*** Data provided Section Begins ***
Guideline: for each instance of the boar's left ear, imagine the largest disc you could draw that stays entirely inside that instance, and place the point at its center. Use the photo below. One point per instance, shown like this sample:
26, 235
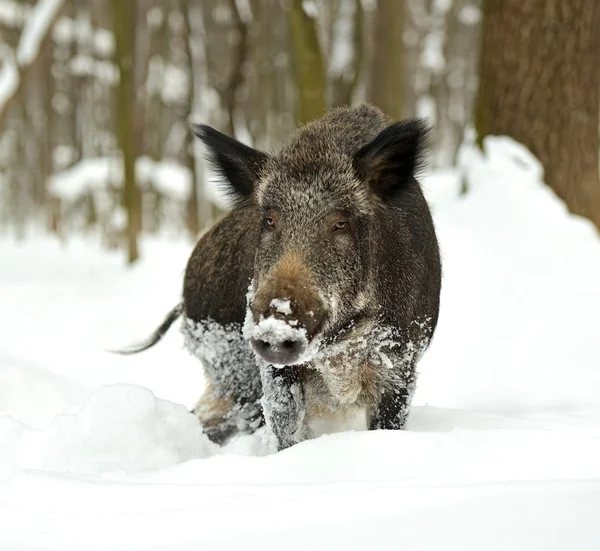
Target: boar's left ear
393, 157
239, 165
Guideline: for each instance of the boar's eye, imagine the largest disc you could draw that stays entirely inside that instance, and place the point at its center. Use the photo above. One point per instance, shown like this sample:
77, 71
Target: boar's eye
339, 226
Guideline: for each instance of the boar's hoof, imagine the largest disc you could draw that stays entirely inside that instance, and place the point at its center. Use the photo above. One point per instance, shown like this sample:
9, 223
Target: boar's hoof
284, 352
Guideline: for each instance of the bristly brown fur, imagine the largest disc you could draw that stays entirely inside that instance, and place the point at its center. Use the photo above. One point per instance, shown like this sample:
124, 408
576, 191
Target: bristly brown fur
368, 294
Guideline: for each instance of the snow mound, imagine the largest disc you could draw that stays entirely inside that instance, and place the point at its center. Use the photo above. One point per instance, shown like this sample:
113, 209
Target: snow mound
518, 328
119, 428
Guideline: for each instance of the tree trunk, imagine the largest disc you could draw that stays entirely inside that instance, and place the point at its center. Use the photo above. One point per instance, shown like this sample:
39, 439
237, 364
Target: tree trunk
124, 17
540, 83
386, 82
308, 64
345, 81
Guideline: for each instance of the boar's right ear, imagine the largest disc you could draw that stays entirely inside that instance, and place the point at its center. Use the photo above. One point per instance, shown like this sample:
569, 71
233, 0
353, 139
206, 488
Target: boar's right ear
394, 156
238, 165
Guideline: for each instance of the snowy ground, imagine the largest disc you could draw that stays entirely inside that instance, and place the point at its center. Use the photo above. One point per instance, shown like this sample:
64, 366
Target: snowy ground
502, 449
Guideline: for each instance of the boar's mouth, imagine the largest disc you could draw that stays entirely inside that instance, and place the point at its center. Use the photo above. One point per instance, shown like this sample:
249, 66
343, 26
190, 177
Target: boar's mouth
283, 342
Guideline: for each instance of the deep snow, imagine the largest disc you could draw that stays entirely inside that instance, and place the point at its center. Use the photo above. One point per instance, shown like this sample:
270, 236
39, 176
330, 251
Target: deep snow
502, 449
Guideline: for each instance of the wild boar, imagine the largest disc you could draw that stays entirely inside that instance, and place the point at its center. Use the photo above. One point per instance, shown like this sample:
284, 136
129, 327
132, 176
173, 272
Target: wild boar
327, 268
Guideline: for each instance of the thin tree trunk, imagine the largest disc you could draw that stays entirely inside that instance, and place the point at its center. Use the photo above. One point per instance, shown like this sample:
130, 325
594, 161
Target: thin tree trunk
539, 83
345, 82
31, 44
308, 64
193, 208
124, 18
386, 82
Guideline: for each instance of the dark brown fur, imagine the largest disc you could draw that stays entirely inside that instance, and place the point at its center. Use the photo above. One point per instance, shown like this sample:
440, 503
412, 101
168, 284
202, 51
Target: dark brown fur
369, 296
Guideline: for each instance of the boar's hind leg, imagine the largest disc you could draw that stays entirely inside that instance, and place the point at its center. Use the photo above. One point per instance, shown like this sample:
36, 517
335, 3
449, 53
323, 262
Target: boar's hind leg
283, 404
391, 413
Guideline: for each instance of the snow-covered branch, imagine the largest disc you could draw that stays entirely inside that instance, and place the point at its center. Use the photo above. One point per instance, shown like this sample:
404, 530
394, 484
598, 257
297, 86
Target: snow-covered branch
15, 64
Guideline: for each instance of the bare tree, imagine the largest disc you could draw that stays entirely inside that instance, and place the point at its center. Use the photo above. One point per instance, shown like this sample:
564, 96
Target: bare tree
550, 102
124, 18
386, 76
308, 63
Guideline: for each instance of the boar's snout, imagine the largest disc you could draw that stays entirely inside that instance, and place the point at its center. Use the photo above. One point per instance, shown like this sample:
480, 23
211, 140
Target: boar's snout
280, 352
287, 311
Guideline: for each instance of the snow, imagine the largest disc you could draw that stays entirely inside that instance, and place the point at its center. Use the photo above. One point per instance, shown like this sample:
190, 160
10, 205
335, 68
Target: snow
502, 448
98, 174
282, 306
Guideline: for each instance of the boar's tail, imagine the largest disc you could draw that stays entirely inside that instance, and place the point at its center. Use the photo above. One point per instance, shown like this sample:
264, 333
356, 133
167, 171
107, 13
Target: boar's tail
158, 334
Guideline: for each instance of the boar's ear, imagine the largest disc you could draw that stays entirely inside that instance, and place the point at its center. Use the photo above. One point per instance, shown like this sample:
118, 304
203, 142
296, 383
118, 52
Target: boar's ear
238, 165
391, 160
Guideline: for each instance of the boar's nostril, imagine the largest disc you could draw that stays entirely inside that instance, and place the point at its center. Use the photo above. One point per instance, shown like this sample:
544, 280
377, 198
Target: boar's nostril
285, 352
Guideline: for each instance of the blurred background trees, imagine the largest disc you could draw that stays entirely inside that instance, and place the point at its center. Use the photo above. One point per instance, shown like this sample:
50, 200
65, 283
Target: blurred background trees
97, 96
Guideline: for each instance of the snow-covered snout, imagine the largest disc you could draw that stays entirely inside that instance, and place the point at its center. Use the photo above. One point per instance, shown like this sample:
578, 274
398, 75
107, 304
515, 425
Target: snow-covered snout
286, 311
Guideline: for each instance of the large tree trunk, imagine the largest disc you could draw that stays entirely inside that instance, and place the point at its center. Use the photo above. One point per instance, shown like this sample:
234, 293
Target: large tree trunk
124, 17
386, 77
308, 63
540, 84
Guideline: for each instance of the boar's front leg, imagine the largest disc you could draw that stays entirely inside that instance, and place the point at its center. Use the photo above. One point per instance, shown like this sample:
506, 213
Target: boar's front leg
283, 404
391, 412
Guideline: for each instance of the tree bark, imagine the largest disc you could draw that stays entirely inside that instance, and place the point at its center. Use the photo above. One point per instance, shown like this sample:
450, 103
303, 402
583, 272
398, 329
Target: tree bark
386, 82
308, 64
540, 84
32, 54
124, 17
344, 84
*** Data provided Section Ends ***
What the task requires => With the images left out, output all the entries above exactly.

Exercise solution =>
Guideline: for each instance of the boar's left ear, imagine the largest disc you could draw that stays entirely inside that instance, and place the point at its center. Use the photo below. One point per instance, shown like this sample:
26, 235
Target: boar's left ear
393, 157
239, 165
Guideline: for each instance of the boar's eye, imagine the largest disc you could draw that stays entirely inside that instance, and place the point at its center. Use the photo above. One point per instance, shown like this sample:
77, 71
Target: boar's eye
339, 226
Guideline: for each instance of the boar's hoof, imagine the largest disc you could draw that stays entirely inside that instance, and place the point at its center. Use the photo above. One point per instance, shown like this sample:
9, 223
Target: boar's hoof
284, 352
Guideline: for each instance of the bristly brown fur, imagine the largest disc you could draw that stays entirely inside that instance, and place the point at its center. Use the photo above. One point per instance, shown like this sample:
124, 408
576, 191
Target: bristly brown fur
368, 294
Guideline: for each instance of the snow mound, imagine the largest disc you could draw that stays entirely inside that instance, and place the point at its center. Use the photo above. One point per instance, shown like this sample:
113, 209
Target: snow mound
518, 328
119, 428
Guideline: for each instance of the tree trunk, imagine the largest disc you could draw that stays entirely inside that instance, and place the point at its center. Use the photo above. One point per instance, shown like this sample:
39, 439
237, 364
Target: tree trunk
124, 17
540, 83
386, 82
308, 64
345, 81
Guideline: for each instance of the boar's right ear, imagine the largest disc you could draw that stays entirely inside that instance, and place the point at its center. Use the photo above. One point per instance, shown like this sample:
569, 71
233, 0
353, 139
206, 488
Target: boar's right ear
394, 156
238, 165
Guideline: for each instance of the snowy ground, imagine the largest disc you could draw that stays entirely inside that instance, and place the point at its center. Use the photo above. One point per instance, shown like this sample:
64, 366
Target: snowy ground
502, 449
Guideline: for each instance of the boar's mouth, imagine the largest disc you could draw that stays entirely inside that instance, and place the point at its center. Use the photo above. One point per instance, shown like this sample:
249, 66
343, 26
190, 177
Target: boar's mouth
283, 342
Guideline: for each instance of the deep snow, imagine the largest disc you could draw that stays entirely inside that instance, and place the point at its center. Use the photo above. One point per instance, shown like this sample:
270, 236
39, 176
330, 251
Target: deep snow
502, 449
Guideline: for each instance of the wild boar, imagine the largest disc you could draw that stays entirely inside that instance, and place the point at its center. Use the photo above. One point per instance, shown like this sample:
284, 136
129, 327
132, 176
173, 272
Target: wild boar
327, 268
Guideline: for each instance of the thin tree trunk, imagine the largest disc you could draw that stays entirely inside that instance, and place the point at its center. Use the photo above. One point per instance, shown like this sample:
130, 325
594, 161
Target: thin tree trunk
539, 83
345, 82
31, 44
308, 64
193, 208
124, 18
386, 82
Guideline: for each instance of the dark brown fur, imagine the largest disc you could draw that stays entirely inside that instance, and place the point at its center. Use the photo above. One point per instance, shown like this sample:
440, 503
412, 101
168, 284
202, 51
Target: dark brown fur
369, 296
Guideline: for each instance of the boar's hind leg, imagine the largest disc you could draw that stays entirely inside that instance, and place the point at its center. Use the photo above. One point per instance, shown like this sample:
36, 517
335, 3
449, 53
323, 262
Target: boar's hind leg
283, 404
391, 413
Guideline: for each instance of the snow-covered branch, imagine the largest disc you could draw that stays entirely inside that instance, and place the point at its center. Use the photo above. One point per instance, shown like this sample:
404, 530
394, 484
598, 257
297, 86
Target: snow-covered branch
15, 64
Guideline: for each instance of the bare tree, imagine the largest disc you could draw that stays entirely inside that instance, and place the point at its center. Use the photo above. One point per instance, shown like this sample:
564, 96
Target: bare tree
550, 102
124, 18
386, 76
308, 63
Guideline: for each instance of the boar's snout, imagine the largest disc you could draw that stays entirely inside that instance, and place the point at its center. Use the photo above. One point per instance, shown like this sample:
480, 23
211, 140
Target: boar's snout
280, 352
287, 311
Guideline: for each instance of the snow, imagine the largest disc you could draw that stays entirely inside that instance, and place the point at its center. Use the photo above. One point per instance, shown like this sample:
190, 160
10, 205
335, 68
Target: snow
502, 448
98, 174
282, 306
Guideline: for each instance of the boar's tail, imagine the largest disc you could draw that stays entirely inside that instance, and place the point at its center. Use the photo above. One point per instance, shown like this sample:
264, 333
356, 133
167, 171
107, 13
Target: boar's tail
158, 334
Guideline: for each instance of the boar's ear, imagine the largest disc you could draw that stays entirely inside that instance, and place the point at its center. Use the photo above. One point per instance, shown like this sample:
118, 304
203, 142
296, 383
118, 52
Target: boar's ear
238, 165
391, 160
Guideline: for each instance of the boar's nostril, imagine the largest disc you could draw that stays entirely inside that instance, and place the point at its center. Use the photo above. One point per instance, shown like this sample:
544, 280
377, 198
Target: boar's nostril
285, 352
Guideline: for each instance of the blurred background trees, imagine the largest disc you could draw that stays entirely inside that instance, and place the point at its center. Use the photo above. One point per instance, shown like this sample:
50, 200
65, 283
Target: blurred background trees
97, 96
Guideline: for each instance of the snow-covered snout, imagine the largest disc you could draw that stays entirely inside that instance, and place the point at its center. Use the photo above. One point per instance, shown like this sample:
578, 274
398, 75
107, 304
515, 425
Target: snow-covered snout
286, 311
Guideline: for each instance of the large tree trunk, imagine the largest disc you could draw that stays entirely inside that instance, and place the point at its center. Use the photo above. One point per instance, shown like this sample:
234, 293
Target: large tree trunk
124, 17
386, 77
308, 63
540, 84
Guideline: for each instance of the boar's front leg, imagine the largest disc you could draw that stays entirely inside that instance, and place the point at its center. Use the photo above. One point per instance, shown like this sample:
506, 213
Target: boar's front leg
283, 404
391, 412
Guideline: for each instance of the tree bark, imagine the largest disc you could draw that stays entirely inside that instance, and place the point at its center. Use the photo above. One point per instance, shown like this sample:
450, 103
303, 402
583, 272
398, 329
Target: tree bark
386, 82
308, 64
540, 84
32, 54
124, 17
344, 84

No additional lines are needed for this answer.